What is needed.
When you reach the records, transcribe each one exactly.

Entries provided.
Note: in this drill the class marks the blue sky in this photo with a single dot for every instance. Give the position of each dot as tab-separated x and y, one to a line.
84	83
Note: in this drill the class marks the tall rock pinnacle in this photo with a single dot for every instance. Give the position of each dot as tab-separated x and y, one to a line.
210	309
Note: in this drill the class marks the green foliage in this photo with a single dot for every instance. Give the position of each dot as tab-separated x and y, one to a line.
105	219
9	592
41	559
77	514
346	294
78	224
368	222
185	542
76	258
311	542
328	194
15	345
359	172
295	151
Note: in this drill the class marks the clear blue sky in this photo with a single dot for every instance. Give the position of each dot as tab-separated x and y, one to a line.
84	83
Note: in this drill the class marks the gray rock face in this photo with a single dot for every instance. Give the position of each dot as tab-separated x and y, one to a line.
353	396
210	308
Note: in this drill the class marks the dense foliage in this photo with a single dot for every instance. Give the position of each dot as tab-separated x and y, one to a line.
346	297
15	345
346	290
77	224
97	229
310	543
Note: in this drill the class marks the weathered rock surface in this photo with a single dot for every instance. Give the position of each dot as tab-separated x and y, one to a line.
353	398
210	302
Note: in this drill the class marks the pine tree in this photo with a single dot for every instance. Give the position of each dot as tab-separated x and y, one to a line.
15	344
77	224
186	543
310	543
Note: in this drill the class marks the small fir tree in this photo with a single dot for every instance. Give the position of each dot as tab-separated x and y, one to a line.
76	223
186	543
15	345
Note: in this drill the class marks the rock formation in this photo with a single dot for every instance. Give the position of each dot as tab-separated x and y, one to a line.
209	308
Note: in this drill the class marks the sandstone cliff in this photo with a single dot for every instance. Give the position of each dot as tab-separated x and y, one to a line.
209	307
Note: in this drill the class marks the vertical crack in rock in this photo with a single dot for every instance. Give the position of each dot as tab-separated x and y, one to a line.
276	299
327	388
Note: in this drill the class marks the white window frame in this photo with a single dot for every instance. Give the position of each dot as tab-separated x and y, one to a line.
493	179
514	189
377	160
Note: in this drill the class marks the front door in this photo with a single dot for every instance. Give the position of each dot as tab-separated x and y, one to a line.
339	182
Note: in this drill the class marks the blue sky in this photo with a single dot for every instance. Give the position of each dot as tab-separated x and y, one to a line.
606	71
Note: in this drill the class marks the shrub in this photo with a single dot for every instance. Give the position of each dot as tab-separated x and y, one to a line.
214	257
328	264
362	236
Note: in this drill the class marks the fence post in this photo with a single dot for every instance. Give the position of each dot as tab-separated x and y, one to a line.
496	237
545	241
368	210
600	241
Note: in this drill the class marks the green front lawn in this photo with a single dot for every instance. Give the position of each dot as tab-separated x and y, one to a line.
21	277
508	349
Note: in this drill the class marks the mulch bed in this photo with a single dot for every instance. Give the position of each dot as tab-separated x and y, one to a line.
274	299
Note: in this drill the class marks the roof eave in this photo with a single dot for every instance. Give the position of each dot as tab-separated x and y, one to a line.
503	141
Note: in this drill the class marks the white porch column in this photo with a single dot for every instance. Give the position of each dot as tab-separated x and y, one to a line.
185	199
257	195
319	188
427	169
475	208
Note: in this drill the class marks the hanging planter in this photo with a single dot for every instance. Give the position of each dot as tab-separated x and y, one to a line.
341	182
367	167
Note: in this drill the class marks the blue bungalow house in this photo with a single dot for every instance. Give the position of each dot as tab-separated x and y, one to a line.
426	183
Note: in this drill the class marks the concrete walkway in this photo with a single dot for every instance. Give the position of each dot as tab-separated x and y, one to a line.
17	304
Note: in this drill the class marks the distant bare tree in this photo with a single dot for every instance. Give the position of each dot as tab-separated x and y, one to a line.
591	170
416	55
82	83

Answer to the problem.
Note: in this drill the class marks the blue sky in this photo with a single dot for every instance. Give the position of each dot as tab-separated x and y, one to a line.
84	83
Note: in this drill the class marks the tall rock pinnacle in this photo with a single dot for every instance. Give the position of each dot as tab-separated x and y, one to a line.
210	309
Note: in this drill the class marks the green foliage in this photo with a single dot for every instance. Give the position of each dot as tab-separated x and y, one to a line.
105	219
9	592
41	559
77	514
346	294
78	224
368	222
185	542
76	258
311	542
328	194
15	345
359	172
295	151
Note: in this drill the class marks the clear blue sky in this photo with a single dot for every instance. Give the position of each dot as tab-separated x and y, one to a line.
84	83
Note: in this drill the class marks the gray rock face in this photo with a single dot for every instance. Give the position of each dot as tab-separated x and y, one to a line.
353	396
210	308
Note: in this drill the class marks the dense foliage in this photo with a single dot for every instance. Give the position of each dot as tab-separated x and y, one to a line.
346	297
15	345
346	290
77	224
97	229
310	543
Note: in this drill the class marks the weathered rock surface in this photo with a single dot for every instance. Give the position of each dot as tab-separated x and y, one to a line.
353	398
210	302
Note: in this drill the class marks the pine tree in this photo with a single dot for every instance. Give the position of each dot as tab-separated x and y, one to a line.
15	344
77	224
186	543
310	543
Note: in this drill the class marks the small fir tree in this photo with a single dot for every instance. Give the position of each dot as tab-separated x and y, one to a line.
76	223
186	543
15	345
Note: in this drill the class marks the rock formation in this photo with a single dot for every instance. Give the position of each dot as tab-separated x and y, one to a line.
209	308
Note: in this drill the class marks the sandstone cliff in this photo with a single dot for every instance. Give the position of each dot as tab-separated x and y, one to a line.
209	307
Note: in this drill the class marks the vertical crack in rock in this photo with a single dot for every instance. Give the position of each dot as tab-separated x and y, one to a line.
276	299
327	388
Note: in this drill the class marks the white window frame in this photo with a single dot for every instance. Give the position of each dot as tab-separated x and y, one to a line.
493	179
514	189
377	160
Note: in this drill the class marks the front door in this photo with a single dot for every instance. Give the position of each dot as tab-separated x and y, one to a line.
339	182
Note: in this drill the class marks the blue sky in this photo with a single dot for every instance. Give the position of each dot as tab-separated x and y, one to a line.
606	71
Note: in this drill the class marks the shrub in this photo with a single dot for every instance. Give the position of each dot as tab-separated x and y, one to a line.
214	257
328	264
362	236
Note: in this drill the class marks the fence post in this photo with a single dot for every instance. Give the position of each dot as tab-separated x and y, one to a line.
496	237
545	241
368	210
600	241
Note: in this drill the class marks the green front lawn in this photo with a single dot for every instance. Give the position of each dot as tab-separated x and y, one to a line.
21	277
508	349
Note: in this drill the class marks the mulch bed in this photo with a single dot for every instance. Give the position of each dot as tab-separated x and y, one to a line.
274	299
Note: in this drill the class marks the roof eave in this photo with a single dot for every instance. Give the position of each dot as tab-separated x and y, one to a line.
503	141
Note: in this drill the class marks the white porch column in this photo with a single dot for every instance. Give the position of each dot as tab-separated x and y, one to a line.
185	199
257	195
319	188
427	169
475	208
Note: in this drill the class marks the hanging planter in this photo with a single dot for every instance. Give the position of each dot as tab-separated x and y, one to a line.
341	182
367	167
Note: in this drill the class marks the blue bungalow house in this photo with a single dot for every instance. Give the position of each dot as tab-separated x and y, one to a line.
426	183
Note: in this drill the class marks the concrete walkway in this photo with a single dot for every instance. Give the position of each dot as tab-separated x and y, one to a line.
17	304
Note: in this drill the class marks the distant bare tree in this photo with a single dot for every instance. Give the position of each dot as tab-separated x and y, one to a line.
591	170
416	55
82	83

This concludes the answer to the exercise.